SOURCE PASSAGE -
>> Begin

Air National Guard chaplains and religious affairs Airmen from around the nation converged in the national capital region for the ANG Chaplain Corps Senior Religious Support Team Symposium here, May 16-18.

Held for the first time in more than a decade, this annual event brought together religious leaders and support personnel from each of the 90 wings located among the United States’ 50 states, three territories and the District of Columbia to collaborate on all matters pertaining to religious freedom, accommodation, morale and readiness of chaplains and RAAs across the force.

“The theme of our symposium is ‘Air National Guard Chaplain Corps: Reimagined” because the chaplain corps that they used to know 10 years ago, or even five years ago, is no longer there,” said U.S. Air Force Col. Leah Botona Boling, director, ANG Chaplain Corps.

Changes brought on by the Air Force Generation model, the 2022 National Defense Strategy, and the evolution of guidances impacting matters such as religious accommodation and the chaplain reporting procedures make it essential to reimagine what readiness looks like for religious support Airmen and their role in the future fight, explained Boling.

“The fight that we are looking at dealing with over the next two to five years, if it so happens, it's going to require you to be on the field, probably more than you ever realized,” said Senior Enlisted Advisor Tony L. Whitehead, SEA to the chief, National Guard Bureau. “That may not be the physical battlefield. But, it may be in deployed locations where Airmen have never found themselves before.”

The USAF’s Comprehensive Airman Fitness concept is a holistic approach to developing Airmen's over-arching fitness and resilience, which collectively refers to military, civilian, and family members. CAF includes fitness “pillars”in mental, physical, social, and spiritual domains.

As spiritual caretakers for Airmen and their families, chaplains and RAAs play a pivotal role in sustaining a fit, resilient, and ready force, said Boling.

>> End

Data items
>> Begin

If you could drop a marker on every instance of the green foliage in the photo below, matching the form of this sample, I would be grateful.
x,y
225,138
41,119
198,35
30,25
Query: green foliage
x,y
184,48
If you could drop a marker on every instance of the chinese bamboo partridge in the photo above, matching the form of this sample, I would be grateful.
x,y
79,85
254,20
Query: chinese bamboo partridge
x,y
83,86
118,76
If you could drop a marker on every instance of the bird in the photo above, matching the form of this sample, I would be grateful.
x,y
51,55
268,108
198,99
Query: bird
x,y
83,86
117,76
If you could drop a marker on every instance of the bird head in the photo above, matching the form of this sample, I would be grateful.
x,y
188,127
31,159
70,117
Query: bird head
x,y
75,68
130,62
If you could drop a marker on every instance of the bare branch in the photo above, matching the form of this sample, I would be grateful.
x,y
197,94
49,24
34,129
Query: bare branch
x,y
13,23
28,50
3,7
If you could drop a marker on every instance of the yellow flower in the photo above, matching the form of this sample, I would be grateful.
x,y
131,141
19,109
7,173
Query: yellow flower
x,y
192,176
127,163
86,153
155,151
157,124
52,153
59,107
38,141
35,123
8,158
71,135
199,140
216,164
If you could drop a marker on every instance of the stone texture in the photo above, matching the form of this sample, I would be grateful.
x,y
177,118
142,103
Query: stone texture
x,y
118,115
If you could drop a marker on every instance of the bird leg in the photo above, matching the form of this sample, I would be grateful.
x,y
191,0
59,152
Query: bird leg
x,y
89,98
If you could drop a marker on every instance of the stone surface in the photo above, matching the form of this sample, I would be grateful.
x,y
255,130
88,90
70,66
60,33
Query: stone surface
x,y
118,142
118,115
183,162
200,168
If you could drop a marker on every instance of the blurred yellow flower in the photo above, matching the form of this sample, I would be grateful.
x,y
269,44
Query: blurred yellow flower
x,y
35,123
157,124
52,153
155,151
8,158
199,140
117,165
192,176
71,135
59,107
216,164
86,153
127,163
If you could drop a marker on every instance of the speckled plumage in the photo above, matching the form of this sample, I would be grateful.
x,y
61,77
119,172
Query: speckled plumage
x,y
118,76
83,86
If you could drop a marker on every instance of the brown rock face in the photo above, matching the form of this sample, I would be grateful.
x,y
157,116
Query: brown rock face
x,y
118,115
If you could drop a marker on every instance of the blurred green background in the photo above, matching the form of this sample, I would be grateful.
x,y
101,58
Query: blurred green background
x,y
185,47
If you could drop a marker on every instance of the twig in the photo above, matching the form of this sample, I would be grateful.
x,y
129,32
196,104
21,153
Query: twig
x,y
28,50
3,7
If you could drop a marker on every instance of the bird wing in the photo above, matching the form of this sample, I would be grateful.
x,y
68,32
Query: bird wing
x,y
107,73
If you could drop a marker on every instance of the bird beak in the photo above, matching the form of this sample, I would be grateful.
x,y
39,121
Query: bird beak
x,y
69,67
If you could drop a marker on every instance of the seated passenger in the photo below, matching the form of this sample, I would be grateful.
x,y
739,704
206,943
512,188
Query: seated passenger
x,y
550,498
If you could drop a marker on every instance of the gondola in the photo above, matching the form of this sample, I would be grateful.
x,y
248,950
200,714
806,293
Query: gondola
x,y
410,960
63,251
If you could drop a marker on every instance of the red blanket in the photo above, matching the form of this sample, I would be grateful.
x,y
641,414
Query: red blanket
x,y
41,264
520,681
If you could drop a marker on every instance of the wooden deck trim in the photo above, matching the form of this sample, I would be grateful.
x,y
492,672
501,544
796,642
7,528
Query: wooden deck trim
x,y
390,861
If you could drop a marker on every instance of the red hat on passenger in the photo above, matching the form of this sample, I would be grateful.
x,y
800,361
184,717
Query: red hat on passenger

>> End

PROBLEMS -
(A) In the chaplain symposium passage, which four domains do the Comprehensive Airman Fitness pillars cover?
(B) Write a continuation of the chaplain symposium passage, picking up right after its final sentence.
These data items come from a separate source unrelated to the chaplain symposium passage.

RESULTS FOR EACH TASK -
(A) Mental, physical, social, and spiritual.

(B)
“We may not be pilots, [but] our prayer and presence should be part of that fight,” said Boling. “To let our members know that we are here and when the going gets tough for you or, God forbid, something happens to you, we will be here to help you and your families deal with that.”

From offering a simple prayer before they deploy to helping navigate the “intangible” aspects of their personal lives, chaplains and RAAs are integral in ensuring Airmen are both resilient and ready at home and abroad, explained Boling.

“Whatever the military is doing, whatever the nation is doing requires people,” said Lt. Col. Michael Doan, Air National Guard assistant to the Air Combat Command Chaplain. “Anytime there are people, there's care to be given, there’s spiritual care to be given. Taking care of people is how we support the National Defense Strategy.”

The conference allowed senior religious leaders to evaluate readiness through the lens of the NDS and how to better provide spiritual and religious care to the 108,000 Airmen who execute the mission at home and abroad.

“Every one of our Airmen out there is struggling with something and the best thing we can do is take care of them,” said Lt. Gen. Michael A. Loh, director, ANG. “Because if we retain them and we retain their families, we build a much stronger National Guard and that National Guard will take care of our national defense and security.”